TO BE DONE: Show each line of the rows below that contains the word "white", matching case exactly.

GIVEN DATA:
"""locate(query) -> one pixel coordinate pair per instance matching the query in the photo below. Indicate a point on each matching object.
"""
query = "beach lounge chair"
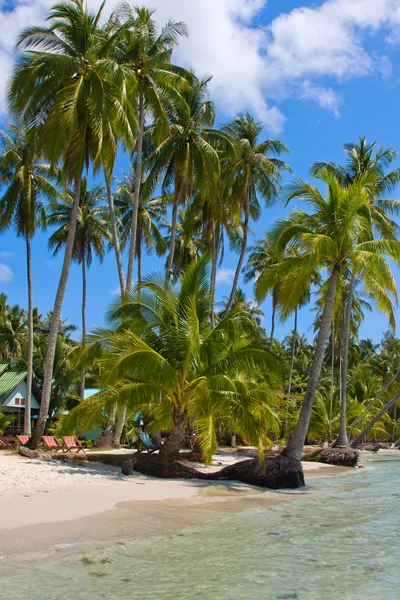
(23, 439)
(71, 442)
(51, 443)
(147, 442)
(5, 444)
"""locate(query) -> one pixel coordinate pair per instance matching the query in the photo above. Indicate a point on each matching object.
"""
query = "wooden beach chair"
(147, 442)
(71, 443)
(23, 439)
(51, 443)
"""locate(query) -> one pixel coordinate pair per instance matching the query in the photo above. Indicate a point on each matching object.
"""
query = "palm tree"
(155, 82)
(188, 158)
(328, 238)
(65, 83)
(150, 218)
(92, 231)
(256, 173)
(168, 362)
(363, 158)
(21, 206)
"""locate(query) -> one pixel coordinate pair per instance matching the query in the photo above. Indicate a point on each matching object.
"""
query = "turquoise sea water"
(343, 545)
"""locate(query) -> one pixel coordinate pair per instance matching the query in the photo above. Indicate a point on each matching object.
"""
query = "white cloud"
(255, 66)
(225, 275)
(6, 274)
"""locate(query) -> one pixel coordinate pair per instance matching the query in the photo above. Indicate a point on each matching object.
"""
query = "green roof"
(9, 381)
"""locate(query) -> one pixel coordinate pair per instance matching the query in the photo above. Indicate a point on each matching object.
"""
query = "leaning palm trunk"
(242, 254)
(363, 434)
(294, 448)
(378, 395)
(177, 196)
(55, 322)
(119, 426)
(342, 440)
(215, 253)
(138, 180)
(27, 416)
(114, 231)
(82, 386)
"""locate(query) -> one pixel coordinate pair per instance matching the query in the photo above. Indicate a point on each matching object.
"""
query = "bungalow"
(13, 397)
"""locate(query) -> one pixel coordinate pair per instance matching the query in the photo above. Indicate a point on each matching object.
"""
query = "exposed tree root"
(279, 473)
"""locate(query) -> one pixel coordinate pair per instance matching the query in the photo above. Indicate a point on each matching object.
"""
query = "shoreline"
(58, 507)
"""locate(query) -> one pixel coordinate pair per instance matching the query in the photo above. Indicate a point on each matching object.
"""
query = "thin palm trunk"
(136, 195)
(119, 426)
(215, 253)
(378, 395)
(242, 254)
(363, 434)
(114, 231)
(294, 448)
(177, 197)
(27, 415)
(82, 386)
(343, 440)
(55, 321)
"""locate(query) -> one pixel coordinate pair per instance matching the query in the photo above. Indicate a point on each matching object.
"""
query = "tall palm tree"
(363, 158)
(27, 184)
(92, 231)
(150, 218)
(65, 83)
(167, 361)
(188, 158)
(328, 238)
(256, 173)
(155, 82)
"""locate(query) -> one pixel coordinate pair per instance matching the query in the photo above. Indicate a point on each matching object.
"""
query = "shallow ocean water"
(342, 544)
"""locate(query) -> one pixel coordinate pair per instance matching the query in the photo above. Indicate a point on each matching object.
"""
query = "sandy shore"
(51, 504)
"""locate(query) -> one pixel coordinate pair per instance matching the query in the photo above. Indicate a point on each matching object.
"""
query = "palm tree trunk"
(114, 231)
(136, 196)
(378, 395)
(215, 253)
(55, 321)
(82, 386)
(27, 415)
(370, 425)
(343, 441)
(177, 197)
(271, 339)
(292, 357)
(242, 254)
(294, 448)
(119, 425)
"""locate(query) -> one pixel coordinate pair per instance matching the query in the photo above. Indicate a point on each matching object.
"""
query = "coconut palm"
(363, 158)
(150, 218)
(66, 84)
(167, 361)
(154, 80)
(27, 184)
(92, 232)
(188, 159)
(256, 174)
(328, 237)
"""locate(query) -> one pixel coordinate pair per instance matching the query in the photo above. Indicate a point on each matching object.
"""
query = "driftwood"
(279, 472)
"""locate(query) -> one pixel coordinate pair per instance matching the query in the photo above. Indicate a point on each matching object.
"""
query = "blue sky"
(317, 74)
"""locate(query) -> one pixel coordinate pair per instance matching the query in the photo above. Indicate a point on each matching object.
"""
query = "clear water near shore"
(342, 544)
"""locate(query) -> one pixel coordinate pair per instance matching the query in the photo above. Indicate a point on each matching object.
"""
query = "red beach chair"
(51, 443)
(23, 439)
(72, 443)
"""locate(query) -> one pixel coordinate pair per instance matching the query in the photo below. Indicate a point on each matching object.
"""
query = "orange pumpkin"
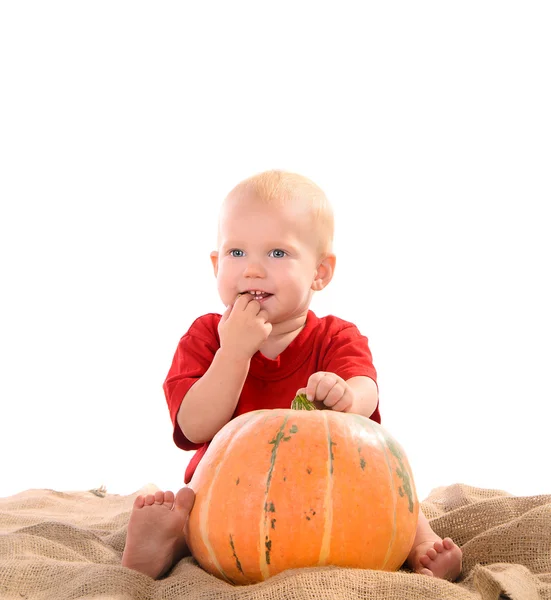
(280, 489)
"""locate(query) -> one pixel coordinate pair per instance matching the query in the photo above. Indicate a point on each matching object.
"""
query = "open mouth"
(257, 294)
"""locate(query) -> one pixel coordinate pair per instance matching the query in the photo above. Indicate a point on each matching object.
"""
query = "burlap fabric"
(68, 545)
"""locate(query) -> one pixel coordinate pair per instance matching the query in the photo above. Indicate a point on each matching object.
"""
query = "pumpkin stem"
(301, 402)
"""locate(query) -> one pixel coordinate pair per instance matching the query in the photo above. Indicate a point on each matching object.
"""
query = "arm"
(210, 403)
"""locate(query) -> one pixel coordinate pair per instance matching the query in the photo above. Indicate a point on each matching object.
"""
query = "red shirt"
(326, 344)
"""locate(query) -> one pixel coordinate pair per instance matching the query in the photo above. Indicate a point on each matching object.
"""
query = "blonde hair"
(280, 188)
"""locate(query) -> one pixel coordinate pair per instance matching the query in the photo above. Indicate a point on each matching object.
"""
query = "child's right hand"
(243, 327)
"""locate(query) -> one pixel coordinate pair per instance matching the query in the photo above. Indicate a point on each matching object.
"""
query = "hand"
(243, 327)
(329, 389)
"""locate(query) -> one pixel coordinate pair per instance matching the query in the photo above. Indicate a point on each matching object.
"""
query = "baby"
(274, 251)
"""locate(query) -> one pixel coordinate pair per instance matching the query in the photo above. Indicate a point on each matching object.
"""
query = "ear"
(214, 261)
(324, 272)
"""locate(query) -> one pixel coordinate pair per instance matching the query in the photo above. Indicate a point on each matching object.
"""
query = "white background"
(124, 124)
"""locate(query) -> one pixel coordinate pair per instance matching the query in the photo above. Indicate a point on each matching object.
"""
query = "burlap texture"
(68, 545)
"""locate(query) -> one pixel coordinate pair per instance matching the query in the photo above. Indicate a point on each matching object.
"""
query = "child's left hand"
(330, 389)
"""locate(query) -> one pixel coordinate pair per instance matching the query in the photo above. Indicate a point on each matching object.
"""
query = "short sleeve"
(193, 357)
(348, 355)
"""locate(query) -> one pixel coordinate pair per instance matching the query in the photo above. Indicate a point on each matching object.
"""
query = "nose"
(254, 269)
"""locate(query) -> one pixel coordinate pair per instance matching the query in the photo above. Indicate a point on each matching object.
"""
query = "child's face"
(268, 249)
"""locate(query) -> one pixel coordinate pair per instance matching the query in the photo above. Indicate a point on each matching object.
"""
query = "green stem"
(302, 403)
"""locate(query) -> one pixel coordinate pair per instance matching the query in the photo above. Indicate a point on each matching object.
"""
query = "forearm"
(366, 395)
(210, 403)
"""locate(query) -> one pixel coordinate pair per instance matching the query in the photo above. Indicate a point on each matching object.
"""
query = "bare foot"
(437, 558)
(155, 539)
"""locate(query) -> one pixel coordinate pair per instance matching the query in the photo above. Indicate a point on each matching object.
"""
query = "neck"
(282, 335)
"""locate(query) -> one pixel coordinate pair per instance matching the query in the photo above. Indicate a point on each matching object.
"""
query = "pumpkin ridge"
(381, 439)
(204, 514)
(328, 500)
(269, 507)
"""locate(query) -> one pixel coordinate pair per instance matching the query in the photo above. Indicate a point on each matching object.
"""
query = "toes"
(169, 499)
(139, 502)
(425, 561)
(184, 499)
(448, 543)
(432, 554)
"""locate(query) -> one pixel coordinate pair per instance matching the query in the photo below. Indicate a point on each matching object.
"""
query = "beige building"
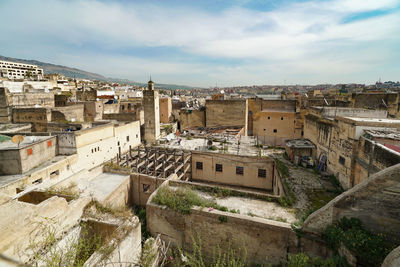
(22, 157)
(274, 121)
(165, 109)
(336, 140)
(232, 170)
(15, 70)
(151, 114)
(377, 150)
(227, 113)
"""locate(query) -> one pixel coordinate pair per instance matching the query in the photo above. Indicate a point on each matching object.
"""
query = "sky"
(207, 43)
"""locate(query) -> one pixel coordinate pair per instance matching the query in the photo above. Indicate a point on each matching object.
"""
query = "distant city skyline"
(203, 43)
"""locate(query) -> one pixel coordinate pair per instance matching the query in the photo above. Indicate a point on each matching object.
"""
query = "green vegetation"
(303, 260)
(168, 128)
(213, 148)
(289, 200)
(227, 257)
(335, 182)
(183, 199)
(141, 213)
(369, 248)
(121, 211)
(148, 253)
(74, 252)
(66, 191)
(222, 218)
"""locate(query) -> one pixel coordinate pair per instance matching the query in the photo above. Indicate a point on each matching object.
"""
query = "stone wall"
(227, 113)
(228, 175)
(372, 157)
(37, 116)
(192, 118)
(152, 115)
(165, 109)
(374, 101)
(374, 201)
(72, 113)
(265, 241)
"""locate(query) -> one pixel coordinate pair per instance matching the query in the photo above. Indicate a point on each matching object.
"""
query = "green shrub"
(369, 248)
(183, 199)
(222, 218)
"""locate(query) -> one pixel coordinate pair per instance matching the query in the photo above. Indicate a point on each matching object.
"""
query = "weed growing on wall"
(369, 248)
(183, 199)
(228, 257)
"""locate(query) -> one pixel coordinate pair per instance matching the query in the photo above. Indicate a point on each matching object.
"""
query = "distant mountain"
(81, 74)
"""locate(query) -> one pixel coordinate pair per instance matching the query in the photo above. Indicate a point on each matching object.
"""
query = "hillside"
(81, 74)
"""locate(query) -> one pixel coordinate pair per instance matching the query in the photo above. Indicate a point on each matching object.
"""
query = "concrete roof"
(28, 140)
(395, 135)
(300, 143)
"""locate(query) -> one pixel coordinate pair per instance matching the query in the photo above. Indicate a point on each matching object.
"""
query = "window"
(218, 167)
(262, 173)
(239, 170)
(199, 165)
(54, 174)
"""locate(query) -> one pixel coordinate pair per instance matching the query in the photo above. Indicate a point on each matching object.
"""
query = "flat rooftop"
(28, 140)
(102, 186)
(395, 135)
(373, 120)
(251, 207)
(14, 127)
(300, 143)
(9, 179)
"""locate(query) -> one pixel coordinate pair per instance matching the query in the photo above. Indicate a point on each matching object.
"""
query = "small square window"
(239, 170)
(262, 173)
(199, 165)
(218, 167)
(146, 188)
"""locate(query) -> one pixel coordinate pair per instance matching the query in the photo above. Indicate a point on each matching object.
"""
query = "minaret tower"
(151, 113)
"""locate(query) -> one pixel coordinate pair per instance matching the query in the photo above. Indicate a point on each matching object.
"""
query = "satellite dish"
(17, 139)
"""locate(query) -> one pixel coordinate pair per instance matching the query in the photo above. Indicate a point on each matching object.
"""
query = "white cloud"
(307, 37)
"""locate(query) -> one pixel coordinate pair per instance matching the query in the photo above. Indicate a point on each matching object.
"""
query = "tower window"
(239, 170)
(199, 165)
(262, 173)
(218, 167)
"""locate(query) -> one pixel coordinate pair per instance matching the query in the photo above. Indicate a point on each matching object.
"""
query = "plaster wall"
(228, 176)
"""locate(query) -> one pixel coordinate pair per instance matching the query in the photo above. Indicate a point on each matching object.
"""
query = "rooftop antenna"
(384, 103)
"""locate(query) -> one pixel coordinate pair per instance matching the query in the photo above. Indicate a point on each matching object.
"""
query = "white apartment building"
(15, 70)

SOLUTION:
query = "white cloud"
query = "white background"
query = "white cloud"
query = "white apartment building"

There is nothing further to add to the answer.